• _TEXT EXCERPT_
--- begin ---

# Question about JCK CarboNext fit & finish



## David MacNutt (Dec 28, 2018)

Hello all,

I just received my new 270mm CarboNext gyuto, which is the first Japanese knife in my small collection.

First impressions of the blade were very positive, but when I inspected the handle I noticed some pretty obvious issues with the shaping at the bottom.

Since is my first purchase from JCK and my experience with these knives, my question to you is... is this normal/acceptable for a $150 knife?

I've read some less than favorable things about the CN's F&F, but I don't know what qualifies as tolerable, especially since these particular defects are minor aesthetic details and don't affect the knife's function.

Here are some photos for reference:







I'd appreciate any comments/thoughts on this. Want to get off on the right foot with J-Knives and have realistic expectations for this and any future knives.


----------



## brianshaw (Dec 18, 2010)

While that wouldn’t thrill me, either... how’s the quality of the blade?

In terms of acceptability, that’s a rather personal decision. I might not be so upset about that if I knew there were fit/finish issues that were likely.


----------



## rick alan (Nov 15, 2012)

These knives are finished by hand, not robot, and most people would not ever even notice such a slight variation. Even some $3-400+ dollar knives will have noticeable blade-grind issues, that don't effect performance. Terihasu Fujiwara ($400+) are even known for overgrinds, which do effect performance, but they are an exception and folks still buy up every knife because they like the HT so much. Biggest legit complaint about the CN is the sub-par blade grind, relatively thick edge and fairly flat sides for a Japanese knife.


----------



## benuser (Nov 18, 2010)

Those handle issues are relatively minor, and can easily be addressed with some medium sandpaper. Not that uncommon in this price range — and far beyond.


----------

--- end ---

• _EXERCISE TASK 1_
Output the part of the CarboNext thread that opens with the words containing "I'd appreciate any" and closes with "of the blade?".
• _EXERCISE TASK 2_
In the CarboNext thread, what does benuser say can be used to address the handle issues?
• _EXERCISE TASK 3_
Decide whether each statement agrees with the CarboNext thread, and support each yes or no with the deciding words of the thread quoted exactly.
(a) The CarboNext gyuto is the first Japanese knife in the original poster's collection.
(b) rick alan says these knives are finished by robot.
(c) benuser calls the handle issues uncommon in this price range.
The data is separate material, apart from the CarboNext thread.

• _SOURCE MATERIAL_

--- begin ---

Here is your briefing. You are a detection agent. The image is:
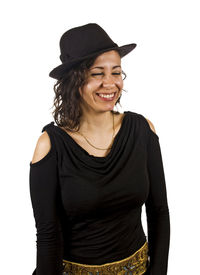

--- end ---

• _TASK OUTPUT 1_
I'd appreciate any comments/thoughts on this. Want to get off on the right foot with J-Knives and have realistic expectations for this and any future knives.


----------



## brianshaw (Dec 18, 2010)

While that wouldn’t thrill me, either... how’s the quality of the blade?

• _TASK OUTPUT 2_
Some medium sandpaper.

• _TASK OUTPUT 3_
(a) Yes: "which is the first Japanese knife in my small collection"
(b) No: "These knives are finished by hand, not robot"
(c) No: "Not that uncommon in this price range — and far beyond."